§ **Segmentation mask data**
#####

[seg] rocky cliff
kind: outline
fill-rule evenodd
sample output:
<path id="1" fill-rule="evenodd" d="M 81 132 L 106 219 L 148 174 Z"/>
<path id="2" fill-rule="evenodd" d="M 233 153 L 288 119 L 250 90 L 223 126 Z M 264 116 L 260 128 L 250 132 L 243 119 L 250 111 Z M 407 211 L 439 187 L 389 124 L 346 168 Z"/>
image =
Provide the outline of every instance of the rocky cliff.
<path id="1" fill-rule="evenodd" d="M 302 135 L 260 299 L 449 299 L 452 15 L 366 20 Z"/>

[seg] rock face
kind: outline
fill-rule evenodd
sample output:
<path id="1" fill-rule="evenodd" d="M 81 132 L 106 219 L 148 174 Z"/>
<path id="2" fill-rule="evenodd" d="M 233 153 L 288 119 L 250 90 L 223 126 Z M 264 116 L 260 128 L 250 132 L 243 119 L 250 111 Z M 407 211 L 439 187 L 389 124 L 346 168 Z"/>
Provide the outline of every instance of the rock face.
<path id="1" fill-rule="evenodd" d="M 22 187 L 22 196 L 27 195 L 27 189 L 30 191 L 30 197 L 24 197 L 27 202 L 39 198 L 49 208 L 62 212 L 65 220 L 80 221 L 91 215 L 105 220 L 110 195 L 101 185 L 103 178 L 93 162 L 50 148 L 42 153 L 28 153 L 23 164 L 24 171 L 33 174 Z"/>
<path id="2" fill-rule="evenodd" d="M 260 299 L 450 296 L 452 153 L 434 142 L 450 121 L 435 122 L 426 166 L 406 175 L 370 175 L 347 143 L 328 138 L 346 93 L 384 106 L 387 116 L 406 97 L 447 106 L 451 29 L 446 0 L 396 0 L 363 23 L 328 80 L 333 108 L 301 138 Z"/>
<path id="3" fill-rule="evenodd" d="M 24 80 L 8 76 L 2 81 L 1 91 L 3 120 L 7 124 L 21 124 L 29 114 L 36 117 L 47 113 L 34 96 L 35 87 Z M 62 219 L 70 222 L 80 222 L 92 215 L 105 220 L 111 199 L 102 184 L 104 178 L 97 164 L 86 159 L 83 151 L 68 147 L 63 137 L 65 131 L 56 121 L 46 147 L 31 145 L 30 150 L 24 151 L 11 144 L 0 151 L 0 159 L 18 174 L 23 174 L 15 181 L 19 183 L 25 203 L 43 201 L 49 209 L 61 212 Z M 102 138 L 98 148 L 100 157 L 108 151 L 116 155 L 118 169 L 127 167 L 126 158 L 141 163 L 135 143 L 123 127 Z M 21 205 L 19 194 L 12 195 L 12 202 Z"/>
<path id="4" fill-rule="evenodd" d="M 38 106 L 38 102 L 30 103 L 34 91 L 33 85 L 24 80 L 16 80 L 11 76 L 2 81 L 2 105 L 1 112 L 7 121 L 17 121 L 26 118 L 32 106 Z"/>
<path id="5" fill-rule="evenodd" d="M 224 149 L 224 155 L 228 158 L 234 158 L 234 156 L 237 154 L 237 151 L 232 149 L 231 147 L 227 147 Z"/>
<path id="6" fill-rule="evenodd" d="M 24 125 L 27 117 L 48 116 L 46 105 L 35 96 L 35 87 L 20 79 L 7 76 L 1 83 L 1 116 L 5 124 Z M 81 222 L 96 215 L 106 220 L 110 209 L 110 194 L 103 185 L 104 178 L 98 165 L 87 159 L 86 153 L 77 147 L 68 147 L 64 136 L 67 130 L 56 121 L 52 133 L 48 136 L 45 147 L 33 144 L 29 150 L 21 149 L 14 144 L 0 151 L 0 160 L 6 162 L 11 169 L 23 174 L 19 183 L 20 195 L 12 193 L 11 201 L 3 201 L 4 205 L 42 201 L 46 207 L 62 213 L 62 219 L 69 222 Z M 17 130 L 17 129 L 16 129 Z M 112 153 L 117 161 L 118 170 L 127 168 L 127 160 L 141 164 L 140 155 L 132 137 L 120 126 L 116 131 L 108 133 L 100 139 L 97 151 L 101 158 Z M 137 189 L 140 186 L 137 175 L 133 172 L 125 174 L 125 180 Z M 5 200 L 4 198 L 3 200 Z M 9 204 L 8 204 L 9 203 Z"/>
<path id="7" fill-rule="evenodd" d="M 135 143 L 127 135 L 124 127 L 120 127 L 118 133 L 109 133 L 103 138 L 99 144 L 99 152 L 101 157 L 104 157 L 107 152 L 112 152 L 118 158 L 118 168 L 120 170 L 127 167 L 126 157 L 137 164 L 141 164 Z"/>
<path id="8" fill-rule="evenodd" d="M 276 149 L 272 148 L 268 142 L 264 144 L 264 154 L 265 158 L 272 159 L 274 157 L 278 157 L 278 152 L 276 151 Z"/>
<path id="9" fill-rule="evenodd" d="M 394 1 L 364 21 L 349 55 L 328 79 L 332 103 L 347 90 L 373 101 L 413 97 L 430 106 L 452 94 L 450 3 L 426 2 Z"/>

#####

Each line above must be retyped exactly.

[seg] rocky cliff
kind: outline
fill-rule evenodd
sample output:
<path id="1" fill-rule="evenodd" d="M 81 132 L 106 219 L 148 174 Z"/>
<path id="2" fill-rule="evenodd" d="M 233 153 L 288 119 L 250 90 L 223 126 Z M 264 116 L 260 128 L 250 132 L 243 119 L 250 111 Z M 407 211 L 439 187 L 389 124 L 346 168 Z"/>
image =
Provide the outline of every instance of the rocky cliff.
<path id="1" fill-rule="evenodd" d="M 302 135 L 260 299 L 449 299 L 452 15 L 366 20 Z"/>

[seg] rock face
kind: outline
fill-rule evenodd
sample output:
<path id="1" fill-rule="evenodd" d="M 81 132 L 106 219 L 148 174 Z"/>
<path id="2" fill-rule="evenodd" d="M 233 153 L 288 119 L 250 90 L 223 126 Z M 264 116 L 260 128 L 250 132 L 243 119 L 250 111 Z M 407 211 L 439 187 L 389 124 L 346 168 Z"/>
Provide the outline of every instance of the rock face.
<path id="1" fill-rule="evenodd" d="M 22 187 L 22 196 L 27 195 L 27 189 L 30 191 L 30 197 L 24 197 L 27 202 L 39 198 L 49 208 L 62 212 L 65 220 L 80 221 L 91 215 L 105 220 L 110 195 L 101 185 L 103 178 L 93 162 L 50 148 L 42 153 L 28 153 L 23 164 L 24 171 L 33 174 Z"/>
<path id="2" fill-rule="evenodd" d="M 260 299 L 450 296 L 452 153 L 434 142 L 450 121 L 435 122 L 426 166 L 406 175 L 370 175 L 347 143 L 328 138 L 346 93 L 384 106 L 387 116 L 406 97 L 447 106 L 451 29 L 446 0 L 396 0 L 363 23 L 328 80 L 333 108 L 301 138 Z"/>
<path id="3" fill-rule="evenodd" d="M 24 80 L 8 76 L 2 81 L 1 91 L 3 120 L 7 124 L 21 124 L 29 114 L 36 117 L 47 113 L 34 96 L 35 87 Z M 62 219 L 70 222 L 80 222 L 92 215 L 105 220 L 111 199 L 102 184 L 104 178 L 97 164 L 86 159 L 83 151 L 68 147 L 63 137 L 65 131 L 56 121 L 46 147 L 31 145 L 30 150 L 24 151 L 11 144 L 0 151 L 0 159 L 18 174 L 23 174 L 15 181 L 19 183 L 25 203 L 43 201 L 49 209 L 61 212 Z M 102 138 L 98 148 L 100 157 L 108 151 L 116 155 L 118 169 L 127 167 L 126 158 L 141 163 L 135 143 L 123 127 Z M 21 205 L 19 194 L 12 195 L 12 202 Z"/>
<path id="4" fill-rule="evenodd" d="M 38 106 L 38 102 L 30 103 L 34 91 L 33 85 L 24 80 L 16 80 L 11 76 L 2 81 L 2 105 L 1 112 L 7 121 L 17 121 L 26 118 L 32 106 Z"/>
<path id="5" fill-rule="evenodd" d="M 224 149 L 224 155 L 228 158 L 234 158 L 234 156 L 237 154 L 237 151 L 232 149 L 231 147 L 227 147 Z"/>
<path id="6" fill-rule="evenodd" d="M 24 125 L 27 117 L 48 116 L 46 105 L 35 96 L 35 87 L 20 79 L 7 76 L 1 83 L 1 116 L 5 124 Z M 81 222 L 96 215 L 106 220 L 110 209 L 110 194 L 103 185 L 104 178 L 98 165 L 87 159 L 86 153 L 77 147 L 68 147 L 64 136 L 67 130 L 56 121 L 52 133 L 48 136 L 45 147 L 33 144 L 29 150 L 21 149 L 14 144 L 0 151 L 0 160 L 6 162 L 11 169 L 23 174 L 19 183 L 20 195 L 12 193 L 11 201 L 3 201 L 4 205 L 42 201 L 46 207 L 62 213 L 62 219 L 69 222 Z M 17 130 L 17 129 L 16 129 Z M 112 153 L 117 161 L 118 170 L 127 168 L 127 160 L 141 164 L 140 155 L 132 137 L 120 126 L 116 131 L 108 133 L 100 139 L 97 151 L 101 158 Z M 137 189 L 140 186 L 137 175 L 133 172 L 125 174 L 125 180 Z M 5 200 L 4 198 L 3 200 Z M 9 204 L 8 204 L 9 203 Z"/>
<path id="7" fill-rule="evenodd" d="M 135 143 L 127 135 L 124 127 L 120 127 L 118 133 L 109 133 L 103 138 L 99 144 L 99 152 L 101 157 L 104 157 L 107 152 L 112 152 L 118 158 L 118 168 L 120 170 L 127 167 L 126 157 L 137 164 L 141 164 Z"/>
<path id="8" fill-rule="evenodd" d="M 276 149 L 272 148 L 268 142 L 264 144 L 264 154 L 265 158 L 272 159 L 274 157 L 278 157 L 278 152 L 276 151 Z"/>
<path id="9" fill-rule="evenodd" d="M 394 1 L 364 21 L 349 55 L 328 79 L 332 103 L 347 90 L 373 101 L 413 97 L 430 106 L 452 94 L 450 3 L 426 2 Z"/>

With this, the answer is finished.